# EXERCISE DETAILS
Tally the lines of the data that include the word "dark" and state the total, nothing else.

[Referring expression grounding data]
:::
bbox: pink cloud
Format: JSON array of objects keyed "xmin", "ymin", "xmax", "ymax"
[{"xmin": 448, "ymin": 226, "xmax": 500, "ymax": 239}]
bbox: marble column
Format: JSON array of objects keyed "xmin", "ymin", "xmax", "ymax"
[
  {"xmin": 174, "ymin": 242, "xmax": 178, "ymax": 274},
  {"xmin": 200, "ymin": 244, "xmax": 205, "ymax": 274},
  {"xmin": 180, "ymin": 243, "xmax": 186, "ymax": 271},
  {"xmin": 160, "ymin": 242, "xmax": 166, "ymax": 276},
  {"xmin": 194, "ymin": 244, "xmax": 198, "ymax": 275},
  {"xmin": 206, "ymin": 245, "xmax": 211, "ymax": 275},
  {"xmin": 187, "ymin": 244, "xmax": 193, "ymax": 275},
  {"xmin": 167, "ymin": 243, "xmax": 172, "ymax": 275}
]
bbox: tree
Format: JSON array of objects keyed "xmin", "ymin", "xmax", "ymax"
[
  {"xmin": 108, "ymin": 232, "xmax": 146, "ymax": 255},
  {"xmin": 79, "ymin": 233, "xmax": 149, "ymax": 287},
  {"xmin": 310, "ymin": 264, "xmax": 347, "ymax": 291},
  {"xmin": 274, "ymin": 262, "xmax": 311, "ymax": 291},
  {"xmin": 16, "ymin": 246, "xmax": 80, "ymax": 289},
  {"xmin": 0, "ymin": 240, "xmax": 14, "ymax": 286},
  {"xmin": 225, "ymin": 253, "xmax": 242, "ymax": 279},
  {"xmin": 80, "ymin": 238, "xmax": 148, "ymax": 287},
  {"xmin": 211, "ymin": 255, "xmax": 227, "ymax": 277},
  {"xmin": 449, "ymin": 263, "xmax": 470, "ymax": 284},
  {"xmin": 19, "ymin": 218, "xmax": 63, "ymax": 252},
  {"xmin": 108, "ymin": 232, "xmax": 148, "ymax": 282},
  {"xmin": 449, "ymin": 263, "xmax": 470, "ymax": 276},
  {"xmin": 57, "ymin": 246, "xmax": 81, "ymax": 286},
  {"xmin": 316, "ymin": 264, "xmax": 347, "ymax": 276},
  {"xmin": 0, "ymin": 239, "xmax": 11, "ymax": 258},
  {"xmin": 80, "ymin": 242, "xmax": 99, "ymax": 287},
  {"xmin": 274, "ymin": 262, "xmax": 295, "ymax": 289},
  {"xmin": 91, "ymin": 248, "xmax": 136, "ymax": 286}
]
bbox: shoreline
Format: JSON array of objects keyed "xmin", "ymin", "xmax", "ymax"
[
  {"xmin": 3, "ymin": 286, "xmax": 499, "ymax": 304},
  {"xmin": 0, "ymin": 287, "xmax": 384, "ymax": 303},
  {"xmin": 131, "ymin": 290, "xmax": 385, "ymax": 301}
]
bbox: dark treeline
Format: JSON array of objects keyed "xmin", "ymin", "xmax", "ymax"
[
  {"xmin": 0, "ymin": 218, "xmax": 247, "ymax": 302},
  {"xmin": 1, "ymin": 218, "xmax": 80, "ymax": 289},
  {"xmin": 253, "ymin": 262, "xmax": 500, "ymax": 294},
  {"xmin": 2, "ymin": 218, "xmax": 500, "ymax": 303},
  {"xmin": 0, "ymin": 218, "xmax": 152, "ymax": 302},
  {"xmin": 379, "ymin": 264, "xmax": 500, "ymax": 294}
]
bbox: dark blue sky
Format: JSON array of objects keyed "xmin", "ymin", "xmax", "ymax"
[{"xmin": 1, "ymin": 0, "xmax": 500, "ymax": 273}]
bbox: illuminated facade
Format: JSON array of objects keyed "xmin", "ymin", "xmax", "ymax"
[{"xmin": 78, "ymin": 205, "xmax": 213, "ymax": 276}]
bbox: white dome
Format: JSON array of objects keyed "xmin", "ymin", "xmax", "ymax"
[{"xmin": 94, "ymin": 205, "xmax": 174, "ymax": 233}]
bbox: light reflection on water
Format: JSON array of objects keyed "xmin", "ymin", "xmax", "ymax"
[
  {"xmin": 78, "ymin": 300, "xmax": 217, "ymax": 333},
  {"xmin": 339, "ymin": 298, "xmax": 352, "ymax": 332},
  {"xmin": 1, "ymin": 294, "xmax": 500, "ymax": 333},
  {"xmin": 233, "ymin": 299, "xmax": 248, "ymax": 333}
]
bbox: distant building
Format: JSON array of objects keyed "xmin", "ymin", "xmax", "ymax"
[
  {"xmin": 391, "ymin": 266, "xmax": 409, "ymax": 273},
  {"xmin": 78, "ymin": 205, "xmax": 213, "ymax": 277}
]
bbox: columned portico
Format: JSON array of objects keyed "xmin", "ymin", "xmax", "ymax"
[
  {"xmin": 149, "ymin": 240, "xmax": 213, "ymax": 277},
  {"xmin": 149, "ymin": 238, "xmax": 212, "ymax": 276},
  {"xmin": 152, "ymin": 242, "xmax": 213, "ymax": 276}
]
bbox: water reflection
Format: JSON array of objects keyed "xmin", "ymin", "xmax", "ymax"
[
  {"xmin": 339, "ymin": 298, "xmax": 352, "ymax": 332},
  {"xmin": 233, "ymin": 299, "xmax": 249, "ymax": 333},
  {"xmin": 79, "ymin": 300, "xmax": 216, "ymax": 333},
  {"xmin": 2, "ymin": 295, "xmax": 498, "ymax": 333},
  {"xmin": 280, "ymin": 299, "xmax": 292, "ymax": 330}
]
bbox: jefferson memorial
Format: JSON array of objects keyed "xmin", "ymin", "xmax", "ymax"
:::
# OUTPUT BELOW
2